**Required work:**
Identify all lines of the data containing the string "panel" and copy them.

Source data
++++++
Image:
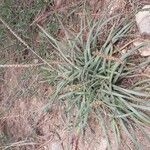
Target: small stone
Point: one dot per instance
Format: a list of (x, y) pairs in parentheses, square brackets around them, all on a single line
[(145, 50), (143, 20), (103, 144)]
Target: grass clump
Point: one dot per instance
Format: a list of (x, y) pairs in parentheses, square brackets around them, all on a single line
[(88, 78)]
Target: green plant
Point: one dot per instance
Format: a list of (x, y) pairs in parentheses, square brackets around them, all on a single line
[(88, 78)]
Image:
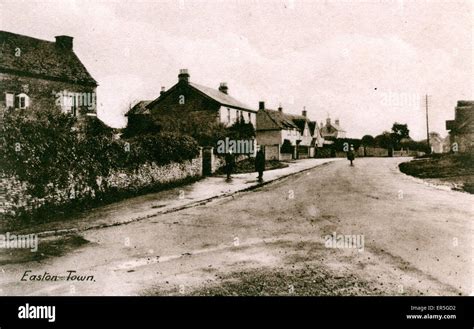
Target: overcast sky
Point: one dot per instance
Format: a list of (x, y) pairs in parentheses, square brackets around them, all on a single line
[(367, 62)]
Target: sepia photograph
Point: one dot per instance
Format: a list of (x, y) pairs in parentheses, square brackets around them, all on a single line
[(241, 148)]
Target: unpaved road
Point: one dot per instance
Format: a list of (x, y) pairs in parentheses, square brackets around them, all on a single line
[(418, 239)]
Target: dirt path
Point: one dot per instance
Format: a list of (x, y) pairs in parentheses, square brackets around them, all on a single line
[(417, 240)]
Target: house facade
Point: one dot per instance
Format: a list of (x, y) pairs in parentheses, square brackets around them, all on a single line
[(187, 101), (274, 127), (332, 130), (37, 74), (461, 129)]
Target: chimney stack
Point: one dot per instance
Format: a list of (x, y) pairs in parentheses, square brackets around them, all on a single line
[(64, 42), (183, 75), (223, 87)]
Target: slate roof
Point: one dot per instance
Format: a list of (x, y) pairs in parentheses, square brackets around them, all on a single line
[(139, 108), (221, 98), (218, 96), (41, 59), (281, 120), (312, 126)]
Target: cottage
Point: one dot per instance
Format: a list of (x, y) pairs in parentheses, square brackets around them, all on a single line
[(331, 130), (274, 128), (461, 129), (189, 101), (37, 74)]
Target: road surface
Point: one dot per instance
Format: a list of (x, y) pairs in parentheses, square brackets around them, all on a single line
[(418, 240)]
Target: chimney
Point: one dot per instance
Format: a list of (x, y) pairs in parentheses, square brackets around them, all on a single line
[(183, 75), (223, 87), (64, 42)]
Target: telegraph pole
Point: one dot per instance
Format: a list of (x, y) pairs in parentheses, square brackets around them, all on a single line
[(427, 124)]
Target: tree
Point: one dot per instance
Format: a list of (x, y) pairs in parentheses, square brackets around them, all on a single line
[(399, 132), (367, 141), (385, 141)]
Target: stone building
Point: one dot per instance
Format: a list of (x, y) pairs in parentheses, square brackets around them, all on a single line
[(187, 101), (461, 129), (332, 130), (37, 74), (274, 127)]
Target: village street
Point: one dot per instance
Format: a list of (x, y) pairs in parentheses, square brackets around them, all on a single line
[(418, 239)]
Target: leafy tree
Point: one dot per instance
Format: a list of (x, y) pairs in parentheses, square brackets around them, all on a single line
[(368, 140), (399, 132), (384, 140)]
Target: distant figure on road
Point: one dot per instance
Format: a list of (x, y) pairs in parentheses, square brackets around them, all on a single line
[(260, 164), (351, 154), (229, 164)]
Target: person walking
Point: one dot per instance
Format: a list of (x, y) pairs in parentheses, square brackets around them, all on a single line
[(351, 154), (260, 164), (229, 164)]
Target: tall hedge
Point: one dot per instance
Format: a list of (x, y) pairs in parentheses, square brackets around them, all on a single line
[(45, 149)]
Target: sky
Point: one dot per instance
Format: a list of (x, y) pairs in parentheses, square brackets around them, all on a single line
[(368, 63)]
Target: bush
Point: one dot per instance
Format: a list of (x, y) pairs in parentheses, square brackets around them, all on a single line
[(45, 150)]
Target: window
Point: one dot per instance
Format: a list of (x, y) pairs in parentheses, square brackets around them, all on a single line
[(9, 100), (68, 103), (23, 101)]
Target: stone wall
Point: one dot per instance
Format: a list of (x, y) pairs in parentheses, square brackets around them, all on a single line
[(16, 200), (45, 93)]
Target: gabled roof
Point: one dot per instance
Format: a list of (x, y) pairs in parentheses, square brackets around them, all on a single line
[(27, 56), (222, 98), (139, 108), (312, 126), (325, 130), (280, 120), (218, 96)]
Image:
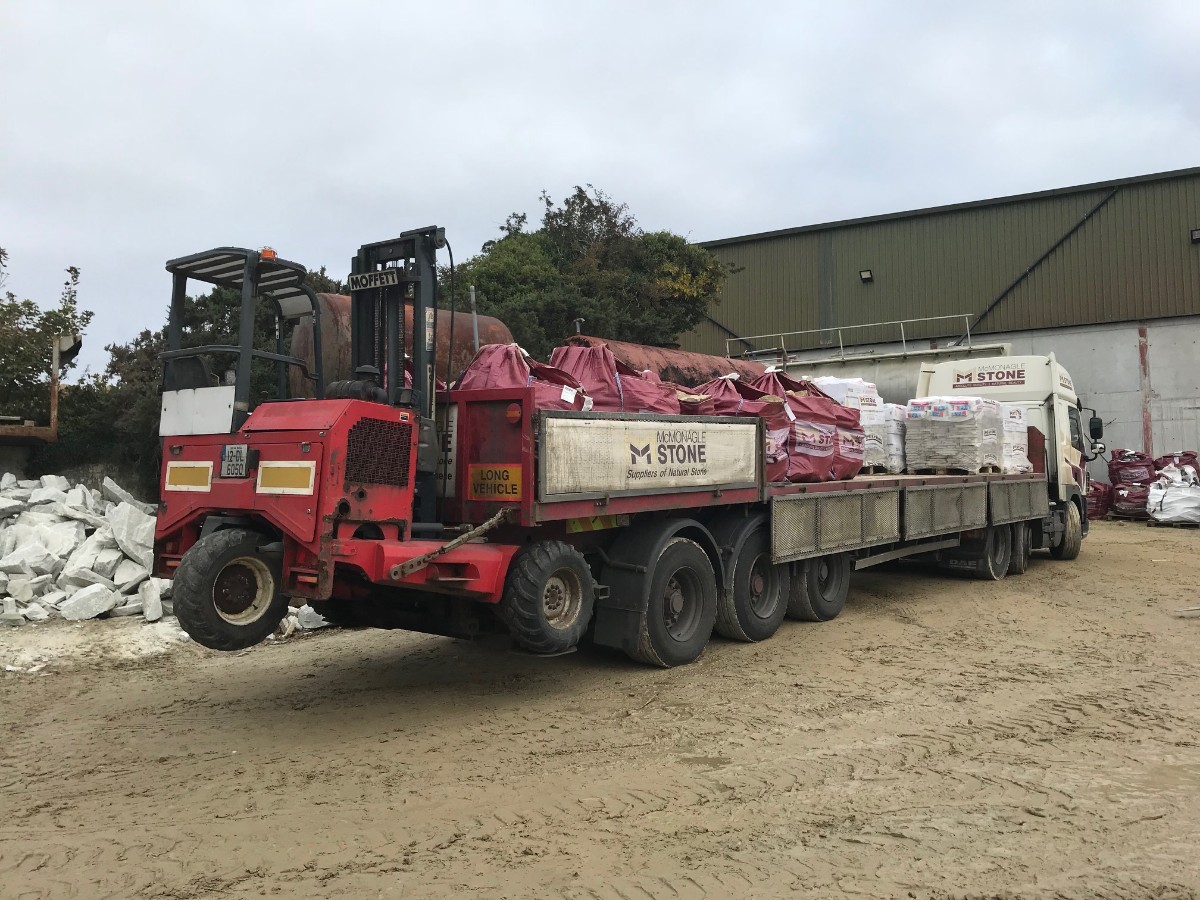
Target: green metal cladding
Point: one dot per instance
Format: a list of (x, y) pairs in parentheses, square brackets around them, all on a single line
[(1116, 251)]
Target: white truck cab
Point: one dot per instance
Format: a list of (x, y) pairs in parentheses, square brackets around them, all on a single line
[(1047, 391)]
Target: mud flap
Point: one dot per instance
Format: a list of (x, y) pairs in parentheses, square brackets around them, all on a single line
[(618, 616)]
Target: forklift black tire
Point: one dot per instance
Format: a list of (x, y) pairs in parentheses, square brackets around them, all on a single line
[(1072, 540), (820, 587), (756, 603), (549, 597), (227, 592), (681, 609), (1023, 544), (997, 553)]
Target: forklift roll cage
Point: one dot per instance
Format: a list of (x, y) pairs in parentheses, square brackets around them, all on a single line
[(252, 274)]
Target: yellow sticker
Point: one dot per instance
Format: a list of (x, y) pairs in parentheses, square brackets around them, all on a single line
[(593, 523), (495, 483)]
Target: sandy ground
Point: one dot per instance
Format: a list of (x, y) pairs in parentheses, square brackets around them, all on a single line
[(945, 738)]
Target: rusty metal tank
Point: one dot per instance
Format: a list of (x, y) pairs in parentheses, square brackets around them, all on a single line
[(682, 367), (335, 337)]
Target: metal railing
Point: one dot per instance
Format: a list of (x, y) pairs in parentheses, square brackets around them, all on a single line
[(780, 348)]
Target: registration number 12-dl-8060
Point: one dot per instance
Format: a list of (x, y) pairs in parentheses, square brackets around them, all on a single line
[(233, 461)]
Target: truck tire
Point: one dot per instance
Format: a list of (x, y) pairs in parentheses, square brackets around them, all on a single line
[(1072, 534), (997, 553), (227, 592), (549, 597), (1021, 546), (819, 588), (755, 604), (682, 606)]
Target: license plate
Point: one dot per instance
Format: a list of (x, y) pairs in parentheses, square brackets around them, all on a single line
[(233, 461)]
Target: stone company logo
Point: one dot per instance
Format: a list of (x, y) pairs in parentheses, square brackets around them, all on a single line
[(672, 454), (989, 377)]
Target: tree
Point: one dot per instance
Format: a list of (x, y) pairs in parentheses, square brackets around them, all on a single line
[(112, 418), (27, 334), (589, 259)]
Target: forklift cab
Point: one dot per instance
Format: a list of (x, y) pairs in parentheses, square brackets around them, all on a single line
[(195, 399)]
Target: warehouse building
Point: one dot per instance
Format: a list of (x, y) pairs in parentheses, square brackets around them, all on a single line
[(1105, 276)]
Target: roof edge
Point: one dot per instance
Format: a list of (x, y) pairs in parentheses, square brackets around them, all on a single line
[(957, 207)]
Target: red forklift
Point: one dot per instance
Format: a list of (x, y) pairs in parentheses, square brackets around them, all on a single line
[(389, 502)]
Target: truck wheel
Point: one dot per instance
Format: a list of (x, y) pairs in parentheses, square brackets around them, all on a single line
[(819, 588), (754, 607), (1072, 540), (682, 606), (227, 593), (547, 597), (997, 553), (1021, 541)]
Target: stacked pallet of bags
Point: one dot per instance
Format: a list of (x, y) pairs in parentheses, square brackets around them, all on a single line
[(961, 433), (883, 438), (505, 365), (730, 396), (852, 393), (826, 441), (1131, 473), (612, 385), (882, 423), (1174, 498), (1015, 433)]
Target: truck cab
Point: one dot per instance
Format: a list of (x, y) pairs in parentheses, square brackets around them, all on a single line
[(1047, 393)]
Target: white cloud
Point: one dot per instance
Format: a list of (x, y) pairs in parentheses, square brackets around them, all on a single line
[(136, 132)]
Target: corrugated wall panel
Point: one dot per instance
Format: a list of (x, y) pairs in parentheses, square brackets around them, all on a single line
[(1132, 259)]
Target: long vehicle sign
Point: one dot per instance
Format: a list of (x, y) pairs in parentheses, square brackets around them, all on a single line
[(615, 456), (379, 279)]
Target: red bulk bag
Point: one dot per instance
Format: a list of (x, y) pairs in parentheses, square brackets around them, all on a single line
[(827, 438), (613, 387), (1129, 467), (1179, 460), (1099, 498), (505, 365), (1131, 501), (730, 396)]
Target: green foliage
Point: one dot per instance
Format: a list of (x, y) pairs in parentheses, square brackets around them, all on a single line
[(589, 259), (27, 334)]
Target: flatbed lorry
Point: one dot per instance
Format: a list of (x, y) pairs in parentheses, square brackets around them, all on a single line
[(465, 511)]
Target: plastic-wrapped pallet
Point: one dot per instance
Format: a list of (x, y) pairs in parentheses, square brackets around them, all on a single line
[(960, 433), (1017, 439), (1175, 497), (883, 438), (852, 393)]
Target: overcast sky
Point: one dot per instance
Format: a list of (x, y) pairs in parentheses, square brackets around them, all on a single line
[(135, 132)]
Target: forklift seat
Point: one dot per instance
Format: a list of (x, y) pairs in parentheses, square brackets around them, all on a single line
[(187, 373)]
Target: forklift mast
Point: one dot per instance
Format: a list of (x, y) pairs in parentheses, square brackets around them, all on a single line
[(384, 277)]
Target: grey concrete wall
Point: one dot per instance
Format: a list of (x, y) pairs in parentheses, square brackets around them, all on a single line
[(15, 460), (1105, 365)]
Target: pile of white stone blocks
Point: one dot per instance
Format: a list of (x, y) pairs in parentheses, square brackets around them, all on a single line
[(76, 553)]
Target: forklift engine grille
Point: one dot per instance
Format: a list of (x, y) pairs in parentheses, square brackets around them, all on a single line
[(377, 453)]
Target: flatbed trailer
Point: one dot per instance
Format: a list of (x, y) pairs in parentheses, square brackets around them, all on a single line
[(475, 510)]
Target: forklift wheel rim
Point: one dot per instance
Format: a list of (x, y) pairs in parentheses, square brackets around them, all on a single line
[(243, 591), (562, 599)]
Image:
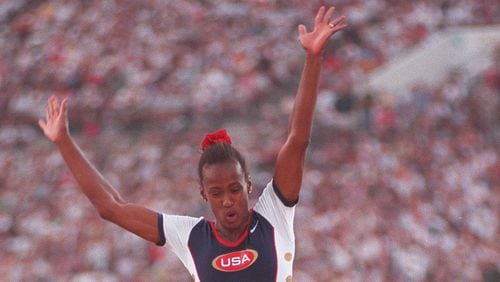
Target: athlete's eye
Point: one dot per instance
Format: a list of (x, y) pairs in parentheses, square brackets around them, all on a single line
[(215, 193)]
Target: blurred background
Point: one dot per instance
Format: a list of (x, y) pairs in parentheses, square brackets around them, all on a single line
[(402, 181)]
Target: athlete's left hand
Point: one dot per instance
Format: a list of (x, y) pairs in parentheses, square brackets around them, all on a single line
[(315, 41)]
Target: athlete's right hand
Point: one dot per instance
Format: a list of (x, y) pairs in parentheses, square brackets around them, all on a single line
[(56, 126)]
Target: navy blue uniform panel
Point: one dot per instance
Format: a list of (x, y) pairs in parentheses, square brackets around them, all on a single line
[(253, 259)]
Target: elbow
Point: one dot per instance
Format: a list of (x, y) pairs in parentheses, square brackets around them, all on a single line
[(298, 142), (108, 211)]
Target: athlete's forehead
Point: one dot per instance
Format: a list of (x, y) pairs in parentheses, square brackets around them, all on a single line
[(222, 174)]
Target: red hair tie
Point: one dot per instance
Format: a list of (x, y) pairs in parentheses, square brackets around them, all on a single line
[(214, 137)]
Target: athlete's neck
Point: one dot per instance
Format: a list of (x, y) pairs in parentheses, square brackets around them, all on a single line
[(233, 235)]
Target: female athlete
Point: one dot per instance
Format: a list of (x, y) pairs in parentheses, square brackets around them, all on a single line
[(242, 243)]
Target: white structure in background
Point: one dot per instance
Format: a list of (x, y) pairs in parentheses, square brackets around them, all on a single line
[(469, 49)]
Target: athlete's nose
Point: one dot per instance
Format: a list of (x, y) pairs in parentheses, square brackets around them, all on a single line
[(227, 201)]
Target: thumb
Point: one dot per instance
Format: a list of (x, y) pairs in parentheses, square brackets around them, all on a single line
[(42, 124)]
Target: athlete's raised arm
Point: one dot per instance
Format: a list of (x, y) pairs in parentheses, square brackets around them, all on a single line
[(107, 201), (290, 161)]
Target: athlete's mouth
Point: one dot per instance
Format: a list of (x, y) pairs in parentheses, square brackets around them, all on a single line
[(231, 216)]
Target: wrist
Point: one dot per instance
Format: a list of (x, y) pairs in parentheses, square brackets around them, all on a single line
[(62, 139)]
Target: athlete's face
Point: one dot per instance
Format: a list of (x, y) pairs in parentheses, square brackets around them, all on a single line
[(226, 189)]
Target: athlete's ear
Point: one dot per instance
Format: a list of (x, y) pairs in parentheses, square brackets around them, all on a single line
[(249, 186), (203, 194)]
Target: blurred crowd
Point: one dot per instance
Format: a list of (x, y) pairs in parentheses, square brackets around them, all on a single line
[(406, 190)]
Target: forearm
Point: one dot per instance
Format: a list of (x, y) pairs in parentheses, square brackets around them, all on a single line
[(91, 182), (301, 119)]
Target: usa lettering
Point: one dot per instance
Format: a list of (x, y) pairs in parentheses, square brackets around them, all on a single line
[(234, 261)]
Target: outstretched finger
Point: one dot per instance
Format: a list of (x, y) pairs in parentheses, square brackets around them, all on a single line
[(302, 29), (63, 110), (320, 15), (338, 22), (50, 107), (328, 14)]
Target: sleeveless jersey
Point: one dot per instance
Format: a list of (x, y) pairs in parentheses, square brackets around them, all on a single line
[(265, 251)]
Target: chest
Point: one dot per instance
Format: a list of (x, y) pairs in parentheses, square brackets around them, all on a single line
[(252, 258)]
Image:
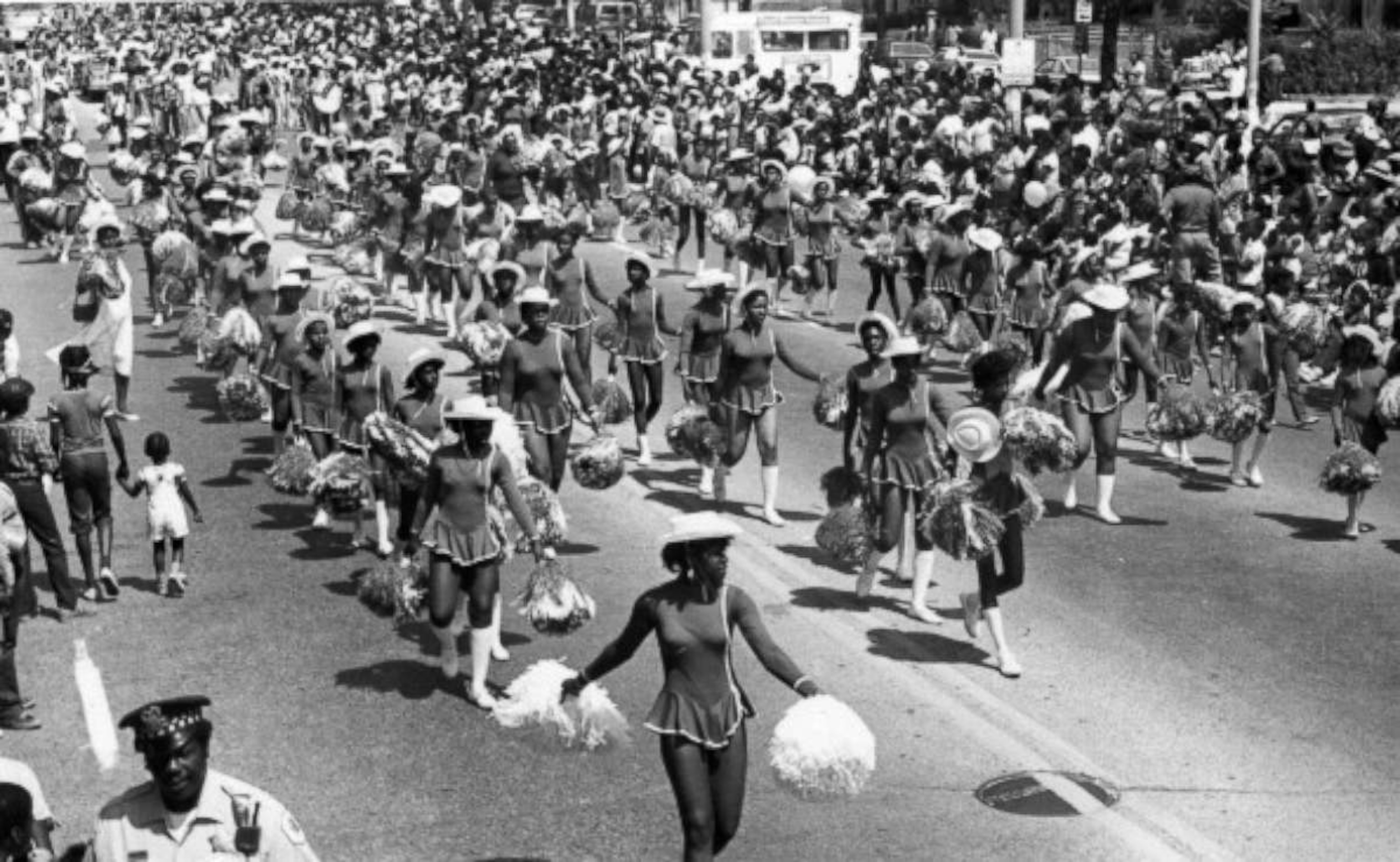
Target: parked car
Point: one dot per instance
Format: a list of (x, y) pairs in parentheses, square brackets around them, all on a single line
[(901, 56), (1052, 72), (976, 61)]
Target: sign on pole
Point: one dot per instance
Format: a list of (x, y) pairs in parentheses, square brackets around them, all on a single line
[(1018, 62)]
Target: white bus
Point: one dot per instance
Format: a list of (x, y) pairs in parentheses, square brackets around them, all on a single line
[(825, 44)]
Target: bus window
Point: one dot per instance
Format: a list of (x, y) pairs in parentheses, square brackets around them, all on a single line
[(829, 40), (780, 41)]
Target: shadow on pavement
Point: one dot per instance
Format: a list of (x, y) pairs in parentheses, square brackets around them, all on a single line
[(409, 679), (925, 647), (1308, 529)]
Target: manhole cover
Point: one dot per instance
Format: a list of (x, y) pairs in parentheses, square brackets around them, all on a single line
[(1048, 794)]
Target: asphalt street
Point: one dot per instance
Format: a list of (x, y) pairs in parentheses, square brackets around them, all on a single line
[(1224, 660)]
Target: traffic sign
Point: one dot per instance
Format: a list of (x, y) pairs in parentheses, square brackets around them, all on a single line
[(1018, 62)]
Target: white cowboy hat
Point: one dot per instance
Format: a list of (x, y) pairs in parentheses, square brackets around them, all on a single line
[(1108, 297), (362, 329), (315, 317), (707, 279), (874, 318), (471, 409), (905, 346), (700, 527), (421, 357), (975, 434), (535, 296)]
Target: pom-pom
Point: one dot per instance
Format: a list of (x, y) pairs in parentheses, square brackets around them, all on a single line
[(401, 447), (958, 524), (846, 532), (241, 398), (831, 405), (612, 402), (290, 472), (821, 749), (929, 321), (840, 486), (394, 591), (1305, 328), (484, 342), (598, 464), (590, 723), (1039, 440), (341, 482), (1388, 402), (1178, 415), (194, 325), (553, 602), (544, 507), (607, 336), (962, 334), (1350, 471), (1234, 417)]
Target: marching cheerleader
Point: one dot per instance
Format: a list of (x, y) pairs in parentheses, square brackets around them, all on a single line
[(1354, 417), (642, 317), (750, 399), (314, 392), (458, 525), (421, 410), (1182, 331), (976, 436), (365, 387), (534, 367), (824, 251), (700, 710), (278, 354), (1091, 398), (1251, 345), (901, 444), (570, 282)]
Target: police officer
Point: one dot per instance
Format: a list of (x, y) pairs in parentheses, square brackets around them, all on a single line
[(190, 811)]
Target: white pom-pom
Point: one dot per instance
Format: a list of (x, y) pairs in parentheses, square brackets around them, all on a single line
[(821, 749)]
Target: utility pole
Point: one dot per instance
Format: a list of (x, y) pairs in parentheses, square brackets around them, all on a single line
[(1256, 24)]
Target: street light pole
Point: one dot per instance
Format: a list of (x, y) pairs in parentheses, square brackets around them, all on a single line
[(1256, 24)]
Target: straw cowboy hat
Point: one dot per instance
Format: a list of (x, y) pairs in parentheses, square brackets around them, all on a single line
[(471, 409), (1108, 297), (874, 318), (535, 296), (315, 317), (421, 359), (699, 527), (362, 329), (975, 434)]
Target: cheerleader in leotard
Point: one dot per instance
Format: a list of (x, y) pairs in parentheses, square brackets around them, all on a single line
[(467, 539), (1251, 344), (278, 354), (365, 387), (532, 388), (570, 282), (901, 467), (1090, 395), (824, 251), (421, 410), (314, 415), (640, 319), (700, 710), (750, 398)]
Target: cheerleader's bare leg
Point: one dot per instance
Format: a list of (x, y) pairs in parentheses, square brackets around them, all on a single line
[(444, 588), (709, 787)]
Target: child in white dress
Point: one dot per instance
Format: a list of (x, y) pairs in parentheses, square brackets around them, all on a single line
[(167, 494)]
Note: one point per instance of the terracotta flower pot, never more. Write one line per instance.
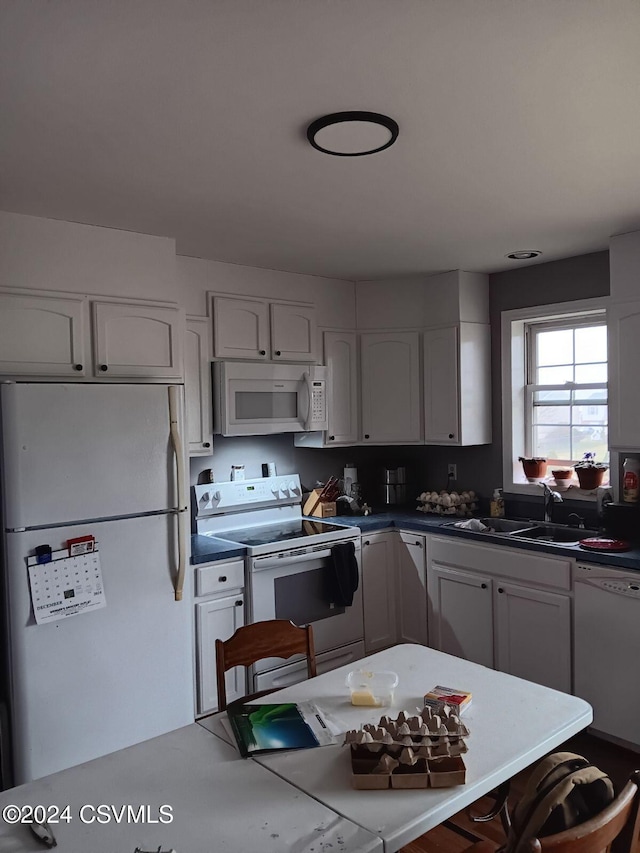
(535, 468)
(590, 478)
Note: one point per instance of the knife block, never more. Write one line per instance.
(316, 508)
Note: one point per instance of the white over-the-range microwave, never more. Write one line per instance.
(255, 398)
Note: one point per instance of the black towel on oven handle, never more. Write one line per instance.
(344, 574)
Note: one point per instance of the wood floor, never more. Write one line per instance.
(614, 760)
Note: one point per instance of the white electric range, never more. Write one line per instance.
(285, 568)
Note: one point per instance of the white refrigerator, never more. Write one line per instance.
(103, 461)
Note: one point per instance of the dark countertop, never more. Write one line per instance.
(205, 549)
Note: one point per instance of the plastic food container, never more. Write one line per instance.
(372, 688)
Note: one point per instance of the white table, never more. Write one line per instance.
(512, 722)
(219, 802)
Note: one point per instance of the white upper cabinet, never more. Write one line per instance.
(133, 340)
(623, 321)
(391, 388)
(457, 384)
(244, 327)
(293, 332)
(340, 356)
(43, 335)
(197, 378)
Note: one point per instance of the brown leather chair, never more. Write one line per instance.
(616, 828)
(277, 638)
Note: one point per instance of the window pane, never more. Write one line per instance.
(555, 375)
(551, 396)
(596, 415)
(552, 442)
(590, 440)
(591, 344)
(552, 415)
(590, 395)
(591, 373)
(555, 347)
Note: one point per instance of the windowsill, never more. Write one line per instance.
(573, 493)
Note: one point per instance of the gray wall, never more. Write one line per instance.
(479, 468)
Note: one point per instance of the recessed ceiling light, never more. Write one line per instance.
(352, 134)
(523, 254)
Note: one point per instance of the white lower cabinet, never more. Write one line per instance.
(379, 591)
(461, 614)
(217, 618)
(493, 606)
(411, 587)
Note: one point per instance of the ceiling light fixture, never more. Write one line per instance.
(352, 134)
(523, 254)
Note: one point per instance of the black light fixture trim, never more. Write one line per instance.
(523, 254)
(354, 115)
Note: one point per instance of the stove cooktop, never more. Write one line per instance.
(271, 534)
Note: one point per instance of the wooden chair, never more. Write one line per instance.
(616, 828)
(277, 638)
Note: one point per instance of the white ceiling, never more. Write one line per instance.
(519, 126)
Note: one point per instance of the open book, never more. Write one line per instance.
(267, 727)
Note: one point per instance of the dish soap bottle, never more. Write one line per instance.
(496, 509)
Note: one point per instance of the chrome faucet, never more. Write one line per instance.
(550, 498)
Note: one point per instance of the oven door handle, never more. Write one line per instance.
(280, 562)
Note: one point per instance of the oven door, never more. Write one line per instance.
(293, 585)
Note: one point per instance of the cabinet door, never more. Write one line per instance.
++++++
**Answer box:**
Target: corrugated wall panel
Target: navy blue uniform panel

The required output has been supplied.